Texto apresentado:
+++++

Gregory Rabassa, em um breve ensaio marcado por refinado senso de humor, dá indicações úteis varrendo qualquer pretensão de equivalência no âmbito das línguas e, a seu dizer, também das linguagens artificiais como as matemáticas. Habituados como estamos a pensar que uma expressão como 2 = 2 seja correta, não nos vem à mente que «o segundo 2 é obviamente um fio de cabelo mais jovem que o primeiro, e portanto não é igual»2. Mas aqui, evidentemente, Rabassa brinca, atribuindo importância à idade de um signo matemático, quase descontextualizando o número para inseri-lo em um mundo menos científico e mais humano.

Assim como, atualmente, os matemáticos têm mais cuidado ao colocar o sinal de igual entre dois números (embora os contadores e guarda-livros continuem seus negócios como sempre), preferindo falar de aproximação, não de equivalência, mais motivos ainda temos nós para titubear antes de exprimir certeza sobre o significado das palavras.

Em um certo sentido, pretender que 2 seja equivalente a 2 pode fazer sentido de muitos pontos de vista, e isto não surpreende uma vez que os números foram criados pelo homem, no âmbito de um código isomorfo, constituído de elementos com uma forma similar ou comparável àquela dos outros elementos. As relações entre números são exprimíveis também em formas diferentes, de modo coerente. Por exemplo, 3 é o resultado seja de 2 + 1, seja de 1 x 3, seja de 1+1+1, etc. Os números existem enquanto existem as relações que intervêm entre os números, então não surpreenderia que 9 : 3 é 3, desde que 3 + 3 + 3 é 9.

+++++

Listagem:

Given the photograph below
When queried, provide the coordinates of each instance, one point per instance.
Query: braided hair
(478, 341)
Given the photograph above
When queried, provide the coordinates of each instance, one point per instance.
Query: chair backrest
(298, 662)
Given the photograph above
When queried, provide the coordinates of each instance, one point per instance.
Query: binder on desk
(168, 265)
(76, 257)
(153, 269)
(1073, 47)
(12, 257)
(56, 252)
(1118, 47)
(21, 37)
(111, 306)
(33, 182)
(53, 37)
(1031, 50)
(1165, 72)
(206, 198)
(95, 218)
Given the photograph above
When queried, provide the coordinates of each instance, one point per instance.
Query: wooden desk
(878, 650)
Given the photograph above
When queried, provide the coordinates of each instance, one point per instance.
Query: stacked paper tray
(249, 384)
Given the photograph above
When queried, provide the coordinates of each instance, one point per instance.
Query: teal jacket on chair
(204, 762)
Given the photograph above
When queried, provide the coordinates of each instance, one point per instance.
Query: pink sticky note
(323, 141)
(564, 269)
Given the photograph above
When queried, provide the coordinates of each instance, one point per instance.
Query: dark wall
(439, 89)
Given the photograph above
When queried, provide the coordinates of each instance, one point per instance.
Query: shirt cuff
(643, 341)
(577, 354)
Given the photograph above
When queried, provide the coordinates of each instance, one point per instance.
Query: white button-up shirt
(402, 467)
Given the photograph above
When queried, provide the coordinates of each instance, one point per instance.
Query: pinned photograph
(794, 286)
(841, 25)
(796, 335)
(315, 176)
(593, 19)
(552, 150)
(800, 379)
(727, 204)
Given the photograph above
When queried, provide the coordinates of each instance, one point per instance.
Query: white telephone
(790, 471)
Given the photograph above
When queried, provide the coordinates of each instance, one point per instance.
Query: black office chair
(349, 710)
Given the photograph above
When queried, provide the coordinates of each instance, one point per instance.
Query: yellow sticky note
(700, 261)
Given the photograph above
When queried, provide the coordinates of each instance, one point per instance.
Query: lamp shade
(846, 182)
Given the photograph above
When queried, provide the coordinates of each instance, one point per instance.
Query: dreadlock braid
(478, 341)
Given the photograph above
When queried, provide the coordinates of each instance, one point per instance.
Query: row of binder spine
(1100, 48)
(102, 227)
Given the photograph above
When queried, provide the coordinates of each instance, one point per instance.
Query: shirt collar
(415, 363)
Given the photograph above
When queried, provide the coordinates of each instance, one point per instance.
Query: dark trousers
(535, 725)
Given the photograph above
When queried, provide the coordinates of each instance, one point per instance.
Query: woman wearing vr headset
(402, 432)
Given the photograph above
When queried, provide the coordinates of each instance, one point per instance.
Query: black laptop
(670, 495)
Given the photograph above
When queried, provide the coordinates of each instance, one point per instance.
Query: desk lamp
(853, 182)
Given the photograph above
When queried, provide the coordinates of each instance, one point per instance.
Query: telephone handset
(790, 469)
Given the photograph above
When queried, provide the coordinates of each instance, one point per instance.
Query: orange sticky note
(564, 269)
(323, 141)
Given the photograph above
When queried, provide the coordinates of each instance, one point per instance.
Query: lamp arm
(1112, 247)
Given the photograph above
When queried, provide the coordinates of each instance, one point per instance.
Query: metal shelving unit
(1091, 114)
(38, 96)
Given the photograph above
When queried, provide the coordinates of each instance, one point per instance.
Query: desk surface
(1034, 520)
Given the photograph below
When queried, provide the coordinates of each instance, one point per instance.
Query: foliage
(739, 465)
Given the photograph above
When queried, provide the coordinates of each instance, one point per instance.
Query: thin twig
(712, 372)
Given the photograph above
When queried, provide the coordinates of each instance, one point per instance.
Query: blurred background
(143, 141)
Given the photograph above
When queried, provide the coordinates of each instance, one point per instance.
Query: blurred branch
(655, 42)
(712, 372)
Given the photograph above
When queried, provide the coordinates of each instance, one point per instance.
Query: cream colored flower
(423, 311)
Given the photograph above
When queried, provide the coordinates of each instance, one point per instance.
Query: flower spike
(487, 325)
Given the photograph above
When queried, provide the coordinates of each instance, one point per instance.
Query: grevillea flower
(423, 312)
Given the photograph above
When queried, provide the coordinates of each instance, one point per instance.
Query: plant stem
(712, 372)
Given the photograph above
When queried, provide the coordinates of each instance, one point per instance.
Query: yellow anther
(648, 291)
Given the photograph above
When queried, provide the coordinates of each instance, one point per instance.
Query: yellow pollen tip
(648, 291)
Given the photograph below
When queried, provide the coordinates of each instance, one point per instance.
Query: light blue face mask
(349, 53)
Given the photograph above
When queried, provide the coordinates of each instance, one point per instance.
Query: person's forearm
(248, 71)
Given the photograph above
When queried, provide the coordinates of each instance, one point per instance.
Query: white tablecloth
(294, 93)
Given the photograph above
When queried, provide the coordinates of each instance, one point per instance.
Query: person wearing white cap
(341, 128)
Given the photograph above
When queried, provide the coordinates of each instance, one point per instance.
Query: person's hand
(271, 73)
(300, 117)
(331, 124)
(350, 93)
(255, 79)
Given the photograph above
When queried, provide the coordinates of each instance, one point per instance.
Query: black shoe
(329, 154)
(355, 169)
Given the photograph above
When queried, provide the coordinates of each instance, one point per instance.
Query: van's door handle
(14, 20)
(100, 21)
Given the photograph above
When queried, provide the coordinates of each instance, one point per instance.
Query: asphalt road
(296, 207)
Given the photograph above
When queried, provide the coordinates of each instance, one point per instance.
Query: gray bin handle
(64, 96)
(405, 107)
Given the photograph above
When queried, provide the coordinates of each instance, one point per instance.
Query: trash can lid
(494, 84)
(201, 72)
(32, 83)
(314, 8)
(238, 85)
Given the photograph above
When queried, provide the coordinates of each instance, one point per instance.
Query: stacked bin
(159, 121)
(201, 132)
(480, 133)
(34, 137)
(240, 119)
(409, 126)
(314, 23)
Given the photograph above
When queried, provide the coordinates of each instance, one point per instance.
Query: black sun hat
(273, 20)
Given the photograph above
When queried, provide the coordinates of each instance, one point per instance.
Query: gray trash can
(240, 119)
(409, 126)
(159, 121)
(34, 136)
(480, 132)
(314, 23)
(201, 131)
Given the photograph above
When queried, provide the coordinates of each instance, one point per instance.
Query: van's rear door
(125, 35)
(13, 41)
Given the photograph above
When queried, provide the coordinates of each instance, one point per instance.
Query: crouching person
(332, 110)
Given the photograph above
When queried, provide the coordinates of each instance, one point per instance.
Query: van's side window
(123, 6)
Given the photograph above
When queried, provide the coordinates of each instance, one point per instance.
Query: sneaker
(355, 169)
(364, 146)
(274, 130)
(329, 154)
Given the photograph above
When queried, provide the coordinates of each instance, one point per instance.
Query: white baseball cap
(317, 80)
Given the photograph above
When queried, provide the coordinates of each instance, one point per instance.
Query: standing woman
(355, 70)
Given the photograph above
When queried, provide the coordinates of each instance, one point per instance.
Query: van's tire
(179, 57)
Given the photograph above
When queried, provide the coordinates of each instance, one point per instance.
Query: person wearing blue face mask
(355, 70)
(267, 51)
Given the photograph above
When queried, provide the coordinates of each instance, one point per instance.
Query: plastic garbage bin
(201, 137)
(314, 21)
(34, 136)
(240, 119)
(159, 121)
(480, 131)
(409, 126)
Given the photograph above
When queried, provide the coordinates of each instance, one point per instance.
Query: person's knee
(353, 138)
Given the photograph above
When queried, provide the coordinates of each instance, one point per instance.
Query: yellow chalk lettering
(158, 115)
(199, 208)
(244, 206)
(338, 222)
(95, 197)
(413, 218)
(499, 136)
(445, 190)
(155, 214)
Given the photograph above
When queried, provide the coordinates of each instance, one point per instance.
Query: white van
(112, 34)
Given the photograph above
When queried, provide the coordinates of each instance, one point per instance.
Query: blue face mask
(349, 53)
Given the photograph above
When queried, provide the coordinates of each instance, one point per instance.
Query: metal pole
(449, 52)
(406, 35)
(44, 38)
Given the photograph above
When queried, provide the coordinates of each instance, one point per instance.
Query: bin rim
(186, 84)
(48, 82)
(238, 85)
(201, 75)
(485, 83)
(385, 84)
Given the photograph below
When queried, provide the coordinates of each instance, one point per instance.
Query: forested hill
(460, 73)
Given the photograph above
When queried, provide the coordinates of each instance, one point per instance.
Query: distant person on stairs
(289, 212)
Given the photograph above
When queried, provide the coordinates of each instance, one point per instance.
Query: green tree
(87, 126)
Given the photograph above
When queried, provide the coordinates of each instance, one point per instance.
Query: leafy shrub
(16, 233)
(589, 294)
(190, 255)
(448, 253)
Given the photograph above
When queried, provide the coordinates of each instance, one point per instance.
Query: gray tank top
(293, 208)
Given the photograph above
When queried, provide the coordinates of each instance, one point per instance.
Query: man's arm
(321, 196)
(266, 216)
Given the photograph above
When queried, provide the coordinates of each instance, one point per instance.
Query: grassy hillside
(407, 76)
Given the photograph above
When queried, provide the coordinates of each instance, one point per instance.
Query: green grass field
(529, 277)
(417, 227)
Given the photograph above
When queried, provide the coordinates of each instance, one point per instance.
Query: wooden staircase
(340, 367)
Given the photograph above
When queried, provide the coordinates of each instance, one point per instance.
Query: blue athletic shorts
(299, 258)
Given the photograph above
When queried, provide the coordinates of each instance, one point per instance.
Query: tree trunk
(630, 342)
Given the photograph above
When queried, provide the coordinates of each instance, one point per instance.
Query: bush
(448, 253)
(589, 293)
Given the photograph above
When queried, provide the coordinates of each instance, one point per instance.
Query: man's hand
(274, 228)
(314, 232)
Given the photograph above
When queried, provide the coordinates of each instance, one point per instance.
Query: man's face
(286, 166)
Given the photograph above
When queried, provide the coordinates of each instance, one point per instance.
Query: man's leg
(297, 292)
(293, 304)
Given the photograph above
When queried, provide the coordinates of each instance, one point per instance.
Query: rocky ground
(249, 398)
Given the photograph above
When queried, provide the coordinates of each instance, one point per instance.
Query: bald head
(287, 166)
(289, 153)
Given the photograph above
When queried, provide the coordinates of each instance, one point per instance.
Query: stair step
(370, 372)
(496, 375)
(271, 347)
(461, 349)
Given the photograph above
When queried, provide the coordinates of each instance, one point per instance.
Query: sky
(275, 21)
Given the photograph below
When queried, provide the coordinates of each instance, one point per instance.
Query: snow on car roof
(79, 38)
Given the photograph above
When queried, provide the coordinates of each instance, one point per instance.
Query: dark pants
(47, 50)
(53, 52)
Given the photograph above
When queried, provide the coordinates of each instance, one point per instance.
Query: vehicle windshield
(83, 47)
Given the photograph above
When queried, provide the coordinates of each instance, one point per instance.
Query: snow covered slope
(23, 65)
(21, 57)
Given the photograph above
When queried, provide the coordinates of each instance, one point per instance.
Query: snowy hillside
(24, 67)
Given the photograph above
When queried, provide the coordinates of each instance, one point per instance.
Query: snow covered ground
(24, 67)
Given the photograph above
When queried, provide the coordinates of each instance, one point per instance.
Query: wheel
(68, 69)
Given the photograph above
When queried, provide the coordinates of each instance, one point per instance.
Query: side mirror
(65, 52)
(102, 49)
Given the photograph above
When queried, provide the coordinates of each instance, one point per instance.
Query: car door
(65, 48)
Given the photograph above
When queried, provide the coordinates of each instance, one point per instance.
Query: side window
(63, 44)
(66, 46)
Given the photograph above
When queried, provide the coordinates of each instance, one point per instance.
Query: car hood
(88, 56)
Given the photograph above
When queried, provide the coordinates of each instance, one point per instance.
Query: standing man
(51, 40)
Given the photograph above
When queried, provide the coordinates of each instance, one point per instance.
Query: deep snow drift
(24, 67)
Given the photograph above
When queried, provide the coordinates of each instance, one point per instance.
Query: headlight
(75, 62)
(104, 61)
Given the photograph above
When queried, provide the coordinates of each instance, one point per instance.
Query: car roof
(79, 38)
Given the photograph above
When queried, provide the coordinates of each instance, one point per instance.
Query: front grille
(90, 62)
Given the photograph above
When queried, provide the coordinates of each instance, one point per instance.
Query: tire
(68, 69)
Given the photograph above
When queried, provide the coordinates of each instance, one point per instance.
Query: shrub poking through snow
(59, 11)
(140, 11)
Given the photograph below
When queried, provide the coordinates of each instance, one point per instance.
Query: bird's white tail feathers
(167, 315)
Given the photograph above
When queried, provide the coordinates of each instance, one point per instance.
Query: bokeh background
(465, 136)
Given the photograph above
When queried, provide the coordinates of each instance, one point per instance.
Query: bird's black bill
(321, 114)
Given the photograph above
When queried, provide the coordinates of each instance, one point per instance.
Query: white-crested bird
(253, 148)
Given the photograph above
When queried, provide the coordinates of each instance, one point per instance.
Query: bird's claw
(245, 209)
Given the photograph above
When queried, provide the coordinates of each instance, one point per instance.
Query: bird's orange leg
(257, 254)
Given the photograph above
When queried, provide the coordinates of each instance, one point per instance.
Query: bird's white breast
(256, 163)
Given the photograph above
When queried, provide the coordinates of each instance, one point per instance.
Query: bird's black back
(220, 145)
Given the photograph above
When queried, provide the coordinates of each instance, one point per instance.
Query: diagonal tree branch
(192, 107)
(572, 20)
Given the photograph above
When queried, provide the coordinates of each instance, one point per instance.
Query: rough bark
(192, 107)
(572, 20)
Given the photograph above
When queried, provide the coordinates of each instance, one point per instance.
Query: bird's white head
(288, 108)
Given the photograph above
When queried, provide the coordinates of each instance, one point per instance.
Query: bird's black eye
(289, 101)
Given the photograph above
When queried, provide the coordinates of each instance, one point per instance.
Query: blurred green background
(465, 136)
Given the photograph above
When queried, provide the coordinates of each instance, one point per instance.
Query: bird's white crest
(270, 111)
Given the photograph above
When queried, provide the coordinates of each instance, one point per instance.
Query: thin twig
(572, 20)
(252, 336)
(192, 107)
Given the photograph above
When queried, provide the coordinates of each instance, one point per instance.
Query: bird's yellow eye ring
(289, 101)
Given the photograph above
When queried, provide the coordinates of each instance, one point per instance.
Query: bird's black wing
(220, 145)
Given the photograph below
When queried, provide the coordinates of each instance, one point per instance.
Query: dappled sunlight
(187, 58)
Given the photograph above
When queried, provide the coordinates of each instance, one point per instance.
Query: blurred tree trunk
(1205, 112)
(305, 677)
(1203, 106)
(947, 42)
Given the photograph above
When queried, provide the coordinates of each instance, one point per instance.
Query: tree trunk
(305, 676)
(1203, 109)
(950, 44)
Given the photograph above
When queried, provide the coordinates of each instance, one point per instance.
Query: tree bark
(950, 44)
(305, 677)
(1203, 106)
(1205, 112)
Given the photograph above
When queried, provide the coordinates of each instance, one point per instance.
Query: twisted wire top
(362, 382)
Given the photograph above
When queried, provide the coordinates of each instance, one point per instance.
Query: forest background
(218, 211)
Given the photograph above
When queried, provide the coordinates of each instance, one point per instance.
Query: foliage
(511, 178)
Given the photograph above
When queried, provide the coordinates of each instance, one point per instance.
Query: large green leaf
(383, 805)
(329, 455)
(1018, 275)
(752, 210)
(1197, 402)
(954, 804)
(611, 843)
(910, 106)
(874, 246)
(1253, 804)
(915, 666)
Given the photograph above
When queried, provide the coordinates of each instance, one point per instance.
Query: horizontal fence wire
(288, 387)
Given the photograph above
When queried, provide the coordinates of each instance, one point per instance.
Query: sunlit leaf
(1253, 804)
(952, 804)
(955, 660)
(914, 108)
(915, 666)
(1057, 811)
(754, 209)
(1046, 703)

+++++

Instruções:
[1] Reescreva em forma de lista, mais curta, o parágrafo do texto apresentado que começa com "Em um certo sentido", mantendo seus fatos principais.
[2] Segundo o texto apresentado, por que não surpreende que 2 possa ser considerado equivalente a 2? Responda em uma a três frases.
[3] Transcreva do texto apresentado o trecho que começa com as palavras "Em um certo" e termina com "3 + 3 + 3 é 9.".

Respostas escritas:
[1]
- Considerar 2 equivalente a 2 pode fazer sentido de muitos pontos de vista.
- Isso não surpreende, porque os números foram criados pelo homem dentro de um código isomorfo, de elementos com forma similar ou comparável.
- As relações entre números podem ser expressas de formas diferentes e coerentes: 3 resulta de 2 + 1, de 1 x 3 ou de 1+1+1.
- Os números existem enquanto existem as relações entre eles; por isso não surpreende que 9 : 3 seja 3, já que 3 + 3 + 3 é 9.

[2] Não surpreende porque os números foram criados pelo homem, no âmbito de um código isomorfo. Esse código é constituído de elementos com forma similar ou comparável à dos outros elementos.

[3]
Em um certo sentido, pretender que 2 seja equivalente a 2 pode fazer sentido de muitos pontos de vista, e isto não surpreende uma vez que os números foram criados pelo homem, no âmbito de um código isomorfo, constituído de elementos com uma forma similar ou comparável àquela dos outros elementos. As relações entre números são exprimíveis também em formas diferentes, de modo coerente. Por exemplo, 3 é o resultado seja de 2 + 1, seja de 1 x 3, seja de 1+1+1, etc. Os números existem enquanto existem as relações que intervêm entre os números, então não surpreenderia que 9 : 3 é 3, desde que 3 + 3 + 3 é 9.